== Data provided

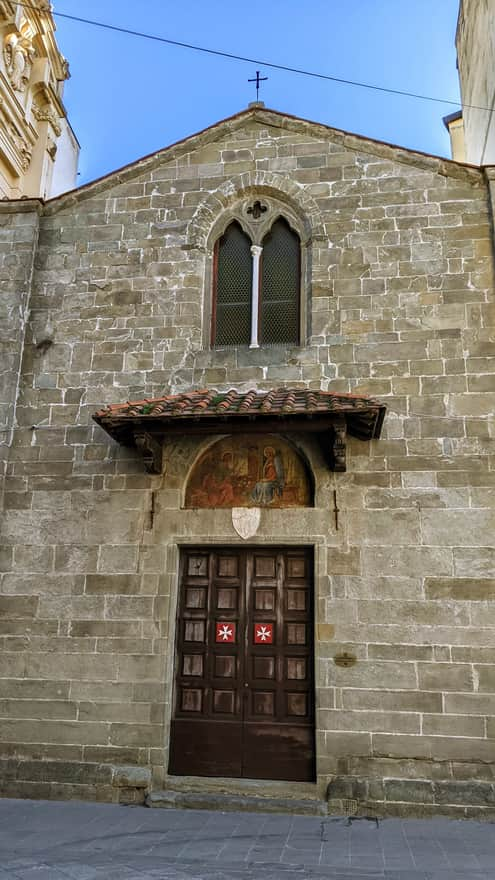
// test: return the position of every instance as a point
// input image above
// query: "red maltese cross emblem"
(225, 632)
(263, 633)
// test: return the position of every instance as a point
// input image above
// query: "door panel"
(244, 666)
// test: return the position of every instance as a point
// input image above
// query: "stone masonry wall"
(401, 307)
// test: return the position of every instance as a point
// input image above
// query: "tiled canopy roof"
(364, 414)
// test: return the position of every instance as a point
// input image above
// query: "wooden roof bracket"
(151, 450)
(333, 443)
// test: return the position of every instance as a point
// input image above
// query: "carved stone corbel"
(151, 450)
(338, 451)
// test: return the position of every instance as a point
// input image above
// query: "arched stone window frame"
(256, 230)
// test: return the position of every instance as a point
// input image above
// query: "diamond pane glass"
(280, 285)
(233, 288)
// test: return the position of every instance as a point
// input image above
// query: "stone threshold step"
(201, 800)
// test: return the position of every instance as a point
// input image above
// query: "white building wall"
(64, 175)
(475, 43)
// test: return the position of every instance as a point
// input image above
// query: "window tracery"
(256, 289)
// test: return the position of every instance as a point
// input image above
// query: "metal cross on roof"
(257, 79)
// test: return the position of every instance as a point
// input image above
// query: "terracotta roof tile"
(203, 403)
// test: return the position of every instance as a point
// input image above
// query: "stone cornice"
(21, 206)
(446, 167)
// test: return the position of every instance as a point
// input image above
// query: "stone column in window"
(256, 251)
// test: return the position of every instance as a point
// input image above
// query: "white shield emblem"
(246, 521)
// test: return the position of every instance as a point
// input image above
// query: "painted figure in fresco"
(273, 480)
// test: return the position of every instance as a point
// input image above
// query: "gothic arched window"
(256, 287)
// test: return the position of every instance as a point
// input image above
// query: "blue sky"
(128, 97)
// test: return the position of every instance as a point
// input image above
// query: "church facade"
(247, 408)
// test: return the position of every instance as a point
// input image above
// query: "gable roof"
(276, 119)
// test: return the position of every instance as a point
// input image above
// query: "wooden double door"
(244, 689)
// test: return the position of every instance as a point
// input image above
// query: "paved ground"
(43, 840)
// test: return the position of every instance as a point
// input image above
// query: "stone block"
(128, 776)
(384, 527)
(460, 589)
(445, 677)
(457, 528)
(119, 584)
(391, 700)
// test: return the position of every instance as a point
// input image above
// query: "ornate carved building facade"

====

Task prompt:
Repeat the listing above exactly, omitting the pictures it contains.

Written answer:
// test: return the position of every instance as a point
// input image above
// query: "red maltese cross emblem"
(225, 632)
(263, 633)
// test: return the position of every instance as a point
// input image above
// query: "door panel"
(244, 666)
// test: return the position of every instance as a point
// input image above
// query: "stone masonry wall"
(401, 307)
// test: return the position of every instance as a point
// input image above
// query: "tiled canopy roof"
(364, 414)
// test: return the position of every instance as a point
// input image above
// query: "wooden roof bracket"
(151, 450)
(333, 443)
// test: return the position of every instance as a point
// input image above
// query: "carved stone corbel"
(151, 450)
(338, 451)
// test: return the position of every instance as a point
// input image above
// query: "arched stone window frame"
(256, 230)
// test: return the position of every instance as a point
// input image above
// query: "diamond pane glass"
(280, 285)
(233, 288)
// test: return the position of every instance as a point
// input image above
// query: "stone threshold step"
(201, 800)
// test: return the position of every instance as a point
// input image above
// query: "white building wall"
(64, 175)
(475, 43)
// test: return the position of every instance as a point
// input image above
// query: "window tracery"
(256, 289)
// test: return the position of every instance as a point
// input image above
// query: "metal cross on roof"
(257, 79)
// test: return the position of every instance as a point
// input image above
// query: "terracotta roof tile"
(203, 403)
// test: return the position of every instance as a point
// input image above
// query: "stone cornice"
(21, 206)
(446, 167)
// test: return the position of every instance as a point
// input image above
// query: "stone column in window"
(256, 251)
// test: return the position of every instance as a point
// input image above
// query: "white shield emblem"
(246, 521)
// test: return the position of every instance as a point
// input image above
// query: "painted figure in fresco"
(273, 480)
// test: return the position of every instance as a point
// input image above
// query: "gothic arched window"
(256, 287)
// test: return the position of every instance as a point
// input image above
// query: "blue sky"
(128, 97)
// test: return the position of every instance as a point
// input image above
// query: "church facade"
(247, 408)
// test: return the position of every instance as a point
// input image above
// query: "gable roof"
(276, 119)
// test: return the position of every instance as a point
// input image above
// query: "wooden double door"
(244, 689)
// test: return the position of every instance as a point
// input image above
// query: "paved ground"
(43, 840)
// test: return the position of every instance as a point
// input image above
// query: "stone block"
(128, 776)
(384, 527)
(460, 589)
(445, 677)
(457, 528)
(119, 584)
(391, 700)
// test: return the position of every instance as a point
// input image above
// query: "ornate carved building facade"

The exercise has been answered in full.